__Short task__:
Find the line containing "Indicate a point on each instance of the wooden shelf" in the material below; copy that line and all following lines exactly.

Excerpts of pointing data
——

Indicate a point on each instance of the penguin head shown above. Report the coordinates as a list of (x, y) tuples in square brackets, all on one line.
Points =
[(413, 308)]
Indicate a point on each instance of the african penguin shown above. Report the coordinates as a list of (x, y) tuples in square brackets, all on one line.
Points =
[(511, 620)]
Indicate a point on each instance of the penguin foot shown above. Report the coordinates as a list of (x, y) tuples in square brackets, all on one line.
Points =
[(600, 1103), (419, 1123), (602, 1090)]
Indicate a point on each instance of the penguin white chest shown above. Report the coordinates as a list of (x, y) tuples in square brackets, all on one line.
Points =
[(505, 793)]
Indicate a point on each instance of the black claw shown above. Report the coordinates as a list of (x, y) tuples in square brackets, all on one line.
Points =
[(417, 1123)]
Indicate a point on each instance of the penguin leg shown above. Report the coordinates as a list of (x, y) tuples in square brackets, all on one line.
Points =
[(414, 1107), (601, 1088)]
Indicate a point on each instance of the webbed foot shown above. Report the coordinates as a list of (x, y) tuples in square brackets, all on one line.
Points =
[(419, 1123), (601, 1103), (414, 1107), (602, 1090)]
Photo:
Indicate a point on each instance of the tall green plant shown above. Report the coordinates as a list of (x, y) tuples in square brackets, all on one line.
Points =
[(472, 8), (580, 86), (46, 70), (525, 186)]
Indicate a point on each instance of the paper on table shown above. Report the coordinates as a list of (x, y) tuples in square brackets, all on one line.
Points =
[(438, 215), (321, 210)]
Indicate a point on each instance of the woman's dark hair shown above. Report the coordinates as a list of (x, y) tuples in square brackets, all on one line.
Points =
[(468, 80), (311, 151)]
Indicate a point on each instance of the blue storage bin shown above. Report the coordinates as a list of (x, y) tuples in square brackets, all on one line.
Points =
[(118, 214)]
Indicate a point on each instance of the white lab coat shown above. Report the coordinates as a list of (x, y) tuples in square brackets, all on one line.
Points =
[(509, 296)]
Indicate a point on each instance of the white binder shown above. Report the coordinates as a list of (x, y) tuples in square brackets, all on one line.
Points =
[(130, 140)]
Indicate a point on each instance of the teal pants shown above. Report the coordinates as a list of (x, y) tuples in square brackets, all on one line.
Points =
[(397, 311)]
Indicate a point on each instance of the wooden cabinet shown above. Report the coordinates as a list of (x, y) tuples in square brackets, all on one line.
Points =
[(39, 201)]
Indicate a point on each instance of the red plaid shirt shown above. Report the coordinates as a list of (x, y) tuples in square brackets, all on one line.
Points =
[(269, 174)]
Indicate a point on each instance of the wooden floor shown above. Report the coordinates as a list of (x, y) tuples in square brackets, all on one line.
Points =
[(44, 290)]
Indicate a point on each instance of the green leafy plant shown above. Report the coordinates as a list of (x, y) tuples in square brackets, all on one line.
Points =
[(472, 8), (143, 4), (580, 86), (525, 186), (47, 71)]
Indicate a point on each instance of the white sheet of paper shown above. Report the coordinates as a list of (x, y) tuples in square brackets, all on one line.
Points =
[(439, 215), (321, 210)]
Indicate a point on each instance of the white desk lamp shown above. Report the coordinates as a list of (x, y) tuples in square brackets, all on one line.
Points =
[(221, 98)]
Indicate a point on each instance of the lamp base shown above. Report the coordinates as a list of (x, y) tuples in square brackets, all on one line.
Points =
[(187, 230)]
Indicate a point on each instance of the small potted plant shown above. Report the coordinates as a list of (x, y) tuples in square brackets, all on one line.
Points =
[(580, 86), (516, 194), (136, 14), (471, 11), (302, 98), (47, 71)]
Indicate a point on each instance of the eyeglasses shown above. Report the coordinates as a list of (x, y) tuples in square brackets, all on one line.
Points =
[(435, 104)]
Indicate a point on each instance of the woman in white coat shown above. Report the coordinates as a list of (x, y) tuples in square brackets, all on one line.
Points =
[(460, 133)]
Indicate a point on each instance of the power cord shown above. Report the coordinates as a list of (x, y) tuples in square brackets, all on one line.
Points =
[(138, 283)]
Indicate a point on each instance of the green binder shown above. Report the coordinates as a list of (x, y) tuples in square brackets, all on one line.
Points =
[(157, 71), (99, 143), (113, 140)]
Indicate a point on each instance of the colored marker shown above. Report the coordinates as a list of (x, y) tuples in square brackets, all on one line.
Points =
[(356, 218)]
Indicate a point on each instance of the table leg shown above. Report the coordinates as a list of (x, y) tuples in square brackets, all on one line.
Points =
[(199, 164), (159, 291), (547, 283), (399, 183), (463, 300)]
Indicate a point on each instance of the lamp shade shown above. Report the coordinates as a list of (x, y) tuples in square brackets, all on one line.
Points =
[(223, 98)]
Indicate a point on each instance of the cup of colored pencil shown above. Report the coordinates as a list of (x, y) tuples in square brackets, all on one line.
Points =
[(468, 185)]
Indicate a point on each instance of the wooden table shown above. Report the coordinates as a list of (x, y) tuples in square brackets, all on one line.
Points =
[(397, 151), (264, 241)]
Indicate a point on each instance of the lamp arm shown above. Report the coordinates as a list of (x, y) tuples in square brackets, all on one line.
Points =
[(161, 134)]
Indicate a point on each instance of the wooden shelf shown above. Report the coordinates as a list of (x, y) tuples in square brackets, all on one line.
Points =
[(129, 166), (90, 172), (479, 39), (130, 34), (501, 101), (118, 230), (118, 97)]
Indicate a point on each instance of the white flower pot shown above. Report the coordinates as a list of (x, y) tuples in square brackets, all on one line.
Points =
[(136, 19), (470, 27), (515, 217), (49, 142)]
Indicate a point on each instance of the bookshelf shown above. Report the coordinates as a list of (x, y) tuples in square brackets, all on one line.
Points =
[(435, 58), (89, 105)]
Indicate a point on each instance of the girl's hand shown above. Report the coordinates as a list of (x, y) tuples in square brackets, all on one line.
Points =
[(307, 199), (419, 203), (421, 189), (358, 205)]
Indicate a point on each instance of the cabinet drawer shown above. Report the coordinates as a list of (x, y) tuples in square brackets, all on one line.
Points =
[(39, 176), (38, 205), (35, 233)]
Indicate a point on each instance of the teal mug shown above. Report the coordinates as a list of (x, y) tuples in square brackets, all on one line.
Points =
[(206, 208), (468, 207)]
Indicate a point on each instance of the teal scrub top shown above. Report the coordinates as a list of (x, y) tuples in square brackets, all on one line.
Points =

——

__Response for this exercise__:
Indicate a point on each instance of the wooden shelf shown above. Report the coordinates as a list of (x, y) tuples in square brackets, all on one line.
Points =
[(129, 166), (90, 172), (479, 39), (130, 34), (501, 101), (118, 230), (118, 97)]
Indicate a point on each instance of the white flower pot shown above. Report the coordinates as a list of (x, y) tuples in square brackets, all on one line.
Points =
[(136, 19), (470, 27), (515, 217), (49, 142)]
Indicate a point on each instance of the bookshelf shown above. Report the coordinates as a list of (x, y) tuples in square brackets, all on one line.
Points =
[(435, 58), (89, 105)]
Indicate a point on each instance of the girl's hand shown above. Report the coordinates as a list of (x, y) tuples in square brackets, all on one line.
Points =
[(307, 199), (419, 203), (421, 189), (358, 205)]
Indicate a point on each instance of the cabinet drawer shown above. Report the coordinates as a list of (x, y) tuples in square brackets, all on one line.
Points =
[(39, 176), (38, 205), (35, 233)]
Indicate a point on each instance of the teal mug shown above. Report the coordinates as a list of (x, y) tuples in square brackets, all on one line.
Points =
[(206, 208), (468, 207)]
Indicate a point on each instance of the teal scrub top shown above. Report the coordinates as a list of (x, y) tuples in square brackets, all on one line.
Points =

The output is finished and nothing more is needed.